**EXERCISE DESCRIPTION**
State how many of the lines below contain the string "white", with case counting. Reply with the number alone.

-------- INFORMATION PROVIDED

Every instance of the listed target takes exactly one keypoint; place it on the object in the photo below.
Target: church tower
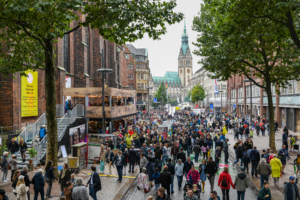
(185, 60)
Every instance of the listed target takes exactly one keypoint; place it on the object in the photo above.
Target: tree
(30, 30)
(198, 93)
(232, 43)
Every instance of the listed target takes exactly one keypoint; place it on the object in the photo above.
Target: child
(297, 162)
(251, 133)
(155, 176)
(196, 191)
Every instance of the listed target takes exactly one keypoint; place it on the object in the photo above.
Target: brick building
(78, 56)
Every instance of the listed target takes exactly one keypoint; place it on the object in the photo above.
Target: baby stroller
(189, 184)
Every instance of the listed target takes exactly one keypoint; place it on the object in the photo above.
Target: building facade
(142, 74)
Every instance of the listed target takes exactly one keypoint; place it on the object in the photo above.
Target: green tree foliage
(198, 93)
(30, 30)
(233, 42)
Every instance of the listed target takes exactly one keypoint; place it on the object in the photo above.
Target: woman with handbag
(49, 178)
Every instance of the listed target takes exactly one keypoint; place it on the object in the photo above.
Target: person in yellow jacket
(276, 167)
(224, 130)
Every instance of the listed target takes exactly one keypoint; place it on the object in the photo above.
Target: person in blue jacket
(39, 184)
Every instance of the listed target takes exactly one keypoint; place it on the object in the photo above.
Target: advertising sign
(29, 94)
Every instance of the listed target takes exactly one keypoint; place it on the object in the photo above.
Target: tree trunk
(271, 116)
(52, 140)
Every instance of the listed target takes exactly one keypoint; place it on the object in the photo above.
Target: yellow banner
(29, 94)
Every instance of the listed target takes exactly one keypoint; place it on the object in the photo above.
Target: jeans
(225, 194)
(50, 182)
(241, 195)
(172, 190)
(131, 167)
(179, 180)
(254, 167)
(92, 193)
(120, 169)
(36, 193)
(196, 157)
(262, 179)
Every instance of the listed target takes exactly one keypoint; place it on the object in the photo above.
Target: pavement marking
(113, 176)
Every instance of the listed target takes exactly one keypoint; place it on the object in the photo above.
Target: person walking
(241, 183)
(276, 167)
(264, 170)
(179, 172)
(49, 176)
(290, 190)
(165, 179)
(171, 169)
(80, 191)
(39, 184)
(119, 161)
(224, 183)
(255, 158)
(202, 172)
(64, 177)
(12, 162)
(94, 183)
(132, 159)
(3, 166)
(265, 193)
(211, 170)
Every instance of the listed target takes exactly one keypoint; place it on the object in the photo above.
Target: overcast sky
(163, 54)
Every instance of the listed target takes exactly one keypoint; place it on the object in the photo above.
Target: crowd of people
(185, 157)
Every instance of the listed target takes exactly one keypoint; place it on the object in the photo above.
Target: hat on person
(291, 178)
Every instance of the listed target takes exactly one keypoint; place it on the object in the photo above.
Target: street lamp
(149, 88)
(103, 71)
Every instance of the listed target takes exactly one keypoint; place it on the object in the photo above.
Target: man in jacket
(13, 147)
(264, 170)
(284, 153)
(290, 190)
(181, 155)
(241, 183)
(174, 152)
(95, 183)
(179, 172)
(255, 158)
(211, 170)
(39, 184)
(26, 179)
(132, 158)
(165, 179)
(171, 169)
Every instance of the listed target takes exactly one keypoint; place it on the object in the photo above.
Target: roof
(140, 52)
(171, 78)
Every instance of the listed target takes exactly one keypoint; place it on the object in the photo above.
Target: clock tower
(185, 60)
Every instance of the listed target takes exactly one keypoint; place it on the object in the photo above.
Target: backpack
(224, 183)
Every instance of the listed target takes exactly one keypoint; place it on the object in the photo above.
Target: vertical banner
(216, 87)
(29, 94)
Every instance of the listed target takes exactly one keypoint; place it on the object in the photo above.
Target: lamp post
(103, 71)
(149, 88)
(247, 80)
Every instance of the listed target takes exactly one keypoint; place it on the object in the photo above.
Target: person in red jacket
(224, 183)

----------------
-------- INFORMATION PROVIDED

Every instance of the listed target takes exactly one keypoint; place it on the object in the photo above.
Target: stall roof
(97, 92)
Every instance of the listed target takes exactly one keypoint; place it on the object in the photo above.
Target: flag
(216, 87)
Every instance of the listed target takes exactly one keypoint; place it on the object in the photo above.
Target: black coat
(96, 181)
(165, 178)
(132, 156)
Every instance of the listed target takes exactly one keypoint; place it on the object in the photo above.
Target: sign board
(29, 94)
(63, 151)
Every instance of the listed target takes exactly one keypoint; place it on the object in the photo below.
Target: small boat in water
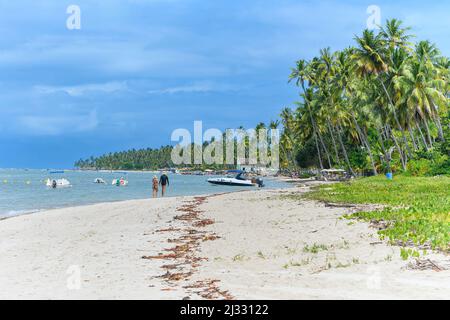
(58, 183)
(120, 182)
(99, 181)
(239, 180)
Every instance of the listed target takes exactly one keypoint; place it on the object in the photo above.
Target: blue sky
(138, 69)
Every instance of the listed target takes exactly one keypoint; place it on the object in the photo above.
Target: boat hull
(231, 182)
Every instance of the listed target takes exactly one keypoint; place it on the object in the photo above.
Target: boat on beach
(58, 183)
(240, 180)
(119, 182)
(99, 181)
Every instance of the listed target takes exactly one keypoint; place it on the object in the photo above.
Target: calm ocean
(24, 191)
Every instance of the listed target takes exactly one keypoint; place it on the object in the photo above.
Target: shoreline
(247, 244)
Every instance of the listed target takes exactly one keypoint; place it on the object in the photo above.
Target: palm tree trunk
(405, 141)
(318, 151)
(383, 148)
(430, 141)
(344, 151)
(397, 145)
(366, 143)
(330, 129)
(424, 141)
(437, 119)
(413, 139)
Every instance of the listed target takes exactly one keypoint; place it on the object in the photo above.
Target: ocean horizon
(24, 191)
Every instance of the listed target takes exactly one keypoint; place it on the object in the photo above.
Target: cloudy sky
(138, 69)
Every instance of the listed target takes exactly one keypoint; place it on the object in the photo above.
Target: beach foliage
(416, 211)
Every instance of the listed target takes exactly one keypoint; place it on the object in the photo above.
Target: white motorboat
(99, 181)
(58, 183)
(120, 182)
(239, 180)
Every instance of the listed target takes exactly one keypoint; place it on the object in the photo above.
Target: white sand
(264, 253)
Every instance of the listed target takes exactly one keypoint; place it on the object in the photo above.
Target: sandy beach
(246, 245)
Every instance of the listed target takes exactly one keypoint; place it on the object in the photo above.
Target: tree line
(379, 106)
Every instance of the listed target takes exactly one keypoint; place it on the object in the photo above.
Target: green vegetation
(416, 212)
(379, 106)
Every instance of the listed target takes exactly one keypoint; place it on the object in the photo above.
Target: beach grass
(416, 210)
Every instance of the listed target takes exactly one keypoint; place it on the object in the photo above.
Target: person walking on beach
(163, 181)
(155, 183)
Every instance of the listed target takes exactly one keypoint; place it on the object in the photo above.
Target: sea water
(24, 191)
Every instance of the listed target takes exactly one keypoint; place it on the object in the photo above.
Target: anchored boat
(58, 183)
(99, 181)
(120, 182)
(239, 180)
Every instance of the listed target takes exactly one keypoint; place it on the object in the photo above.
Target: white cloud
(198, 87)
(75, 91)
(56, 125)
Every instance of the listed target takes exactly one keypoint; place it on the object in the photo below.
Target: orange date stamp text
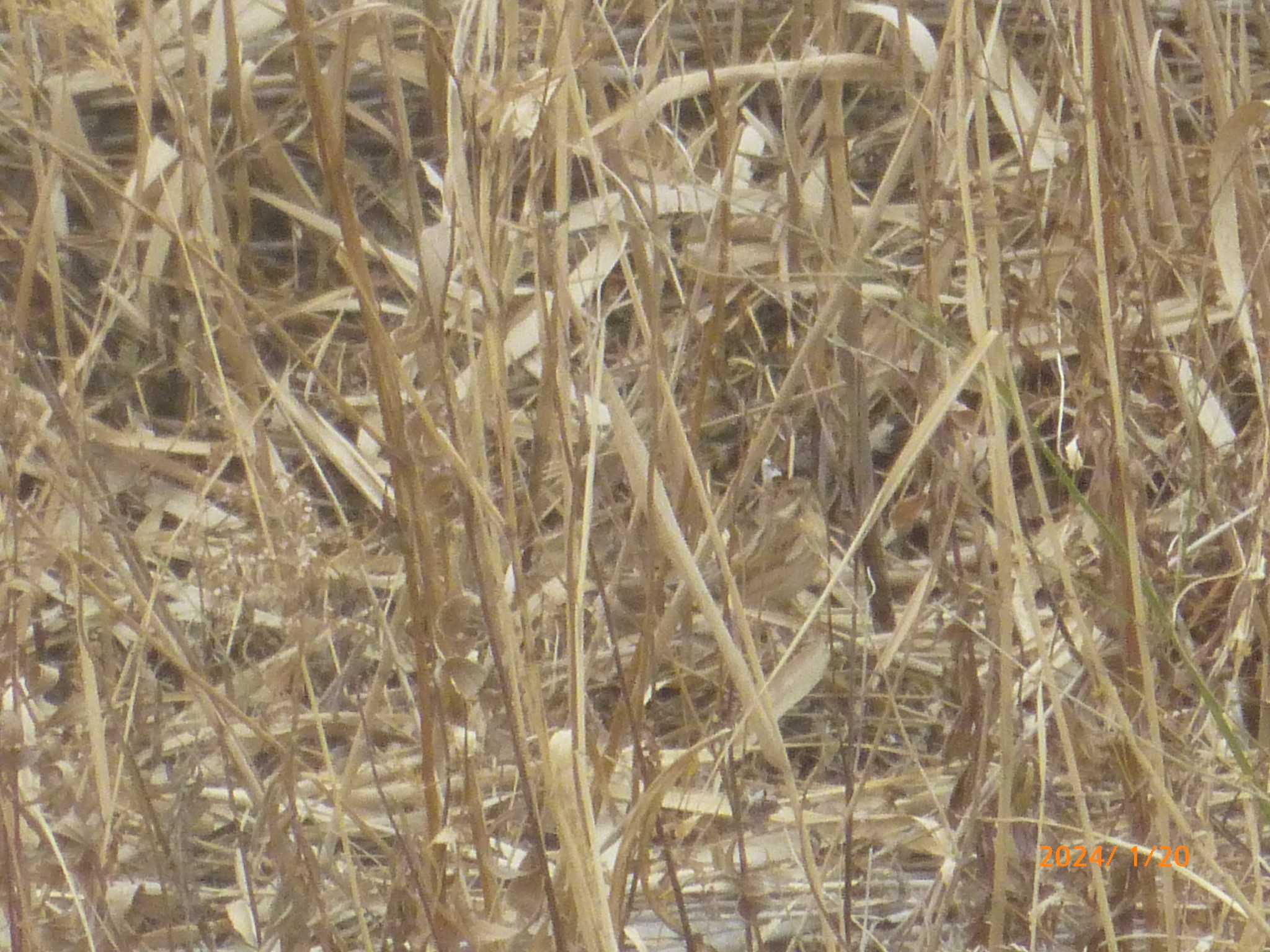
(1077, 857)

----------------
-------- INFORMATION PROVIDED

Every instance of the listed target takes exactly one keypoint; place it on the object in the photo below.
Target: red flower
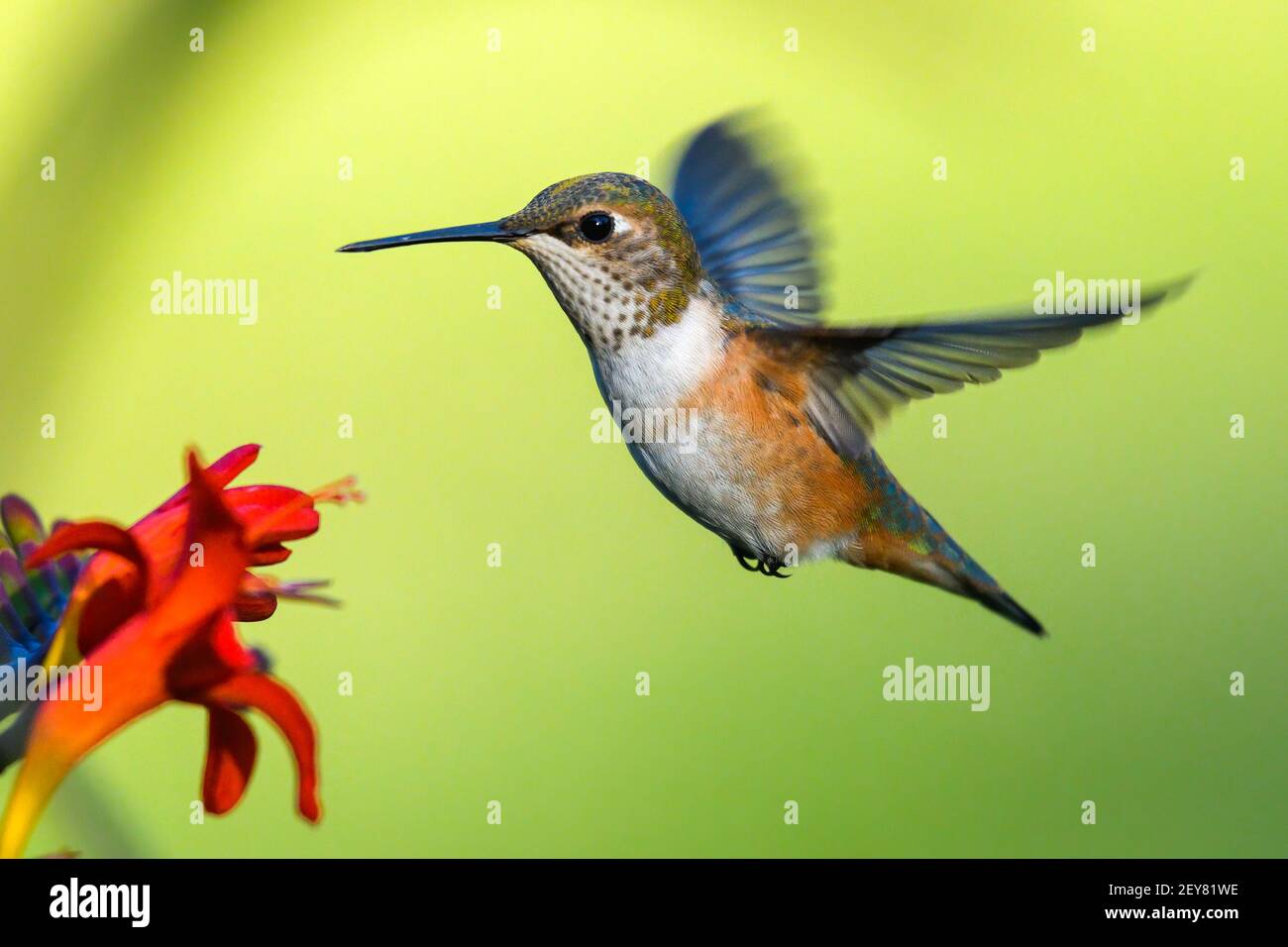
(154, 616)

----------------

**ANSWER TO THIS EXERCISE**
3